THE EXERCISE →
Please recast the lines below as a JSON list of strings with one string per line, skipping blank lines and leaving the pictures out.

RECORDED INFORMATION →
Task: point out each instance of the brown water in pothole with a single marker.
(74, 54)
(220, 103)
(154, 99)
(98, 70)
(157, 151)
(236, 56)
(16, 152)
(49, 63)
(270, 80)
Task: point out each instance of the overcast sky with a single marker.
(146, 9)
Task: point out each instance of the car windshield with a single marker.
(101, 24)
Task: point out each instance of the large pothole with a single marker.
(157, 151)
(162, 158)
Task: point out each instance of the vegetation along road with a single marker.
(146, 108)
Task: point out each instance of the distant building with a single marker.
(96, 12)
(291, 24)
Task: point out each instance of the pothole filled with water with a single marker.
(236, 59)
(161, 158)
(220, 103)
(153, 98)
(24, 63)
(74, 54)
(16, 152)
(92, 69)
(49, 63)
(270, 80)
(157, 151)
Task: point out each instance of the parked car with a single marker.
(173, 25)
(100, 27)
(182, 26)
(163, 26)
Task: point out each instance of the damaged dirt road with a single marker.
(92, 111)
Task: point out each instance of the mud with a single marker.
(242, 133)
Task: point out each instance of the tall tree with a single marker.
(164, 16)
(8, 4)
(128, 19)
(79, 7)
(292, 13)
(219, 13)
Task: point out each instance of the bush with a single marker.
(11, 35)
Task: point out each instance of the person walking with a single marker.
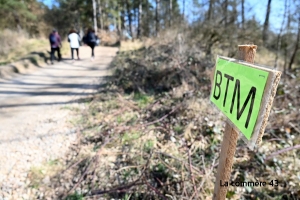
(91, 39)
(74, 40)
(55, 43)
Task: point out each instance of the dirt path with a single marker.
(34, 126)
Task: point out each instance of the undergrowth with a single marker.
(152, 134)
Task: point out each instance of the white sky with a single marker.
(259, 8)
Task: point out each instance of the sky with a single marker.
(259, 8)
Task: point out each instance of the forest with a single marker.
(150, 132)
(220, 24)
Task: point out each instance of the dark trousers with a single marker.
(72, 52)
(53, 52)
(92, 45)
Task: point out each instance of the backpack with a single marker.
(52, 39)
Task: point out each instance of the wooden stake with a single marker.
(228, 147)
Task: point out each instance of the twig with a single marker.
(88, 167)
(292, 125)
(158, 120)
(123, 188)
(155, 190)
(283, 151)
(73, 165)
(192, 176)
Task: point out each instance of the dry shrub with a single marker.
(108, 38)
(10, 39)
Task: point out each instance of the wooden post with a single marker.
(228, 147)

FINISHED TASK →
[
  "Task: point out each instance of the brown water in pothole with a single marker.",
  "(74, 54)",
  "(220, 103)",
  "(154, 99)",
  "(98, 70)",
  "(157, 151)",
  "(236, 56)",
  "(16, 152)",
  "(49, 63)",
  "(270, 80)",
  "Task: point out each instance of the overcast sky with a single marker.",
  "(146, 9)",
  "Task: point out each instance of the car windshield with a single marker.",
  "(101, 24)",
  "Task: point out each instance of the large pothole with a single marker.",
  "(157, 151)",
  "(162, 158)",
  "Task: point out each instance of the vegetation along road with a single marker.",
  "(146, 108)",
  "Task: point out each instance of the distant building with a single marker.",
  "(96, 12)",
  "(291, 24)",
  "Task: point out each instance of the pothole filled with water with a single marker.",
  "(236, 59)",
  "(161, 158)",
  "(220, 103)",
  "(153, 98)",
  "(24, 63)",
  "(74, 54)",
  "(16, 152)",
  "(92, 69)",
  "(49, 63)",
  "(270, 80)",
  "(157, 151)",
  "Task: point out each instance of the parked car with a single marker.",
  "(173, 25)",
  "(100, 27)",
  "(182, 26)",
  "(163, 26)",
  "Task: point out each instance of the damaged dirt road with a single marker.",
  "(92, 111)",
  "Task: point out each instance of the mud with a single marker.",
  "(242, 133)",
  "Task: point out each instance of the tall tree with a single marker.",
  "(164, 16)",
  "(8, 4)",
  "(128, 19)",
  "(79, 7)",
  "(292, 13)",
  "(219, 13)",
  "Task: point out each instance of the bush with a single marker.",
  "(11, 35)",
  "Task: point out each instance of the person walking with a single marker.",
  "(91, 39)",
  "(74, 40)",
  "(55, 43)",
  "Task: point out each instance of the dirt path with a single marker.",
  "(34, 126)",
  "Task: point out each instance of the undergrowth with a single marker.",
  "(152, 134)",
  "Task: point out each instance of the white sky with a single marker.",
  "(259, 8)",
  "Task: point out each instance of the sky with a single marker.",
  "(259, 8)",
  "Task: point out each instance of the forest with a single marker.",
  "(150, 132)",
  "(220, 24)",
  "Task: point out each instance of the dark trousers with a single marker.",
  "(72, 52)",
  "(53, 52)",
  "(92, 45)",
  "Task: point out each instance of the backpack with a single marker.",
  "(52, 39)",
  "Task: point out each instance of the wooden stake with a single marker.",
  "(228, 147)",
  "Task: point out each instance of the twig with a single marker.",
  "(88, 167)",
  "(292, 125)",
  "(158, 120)",
  "(123, 188)",
  "(155, 190)",
  "(283, 151)",
  "(73, 165)",
  "(192, 176)",
  "Task: point out each instance of the dry shrub with a single marker.",
  "(108, 38)",
  "(10, 39)",
  "Task: point out each instance of the wooden post with a single marker.",
  "(228, 147)"
]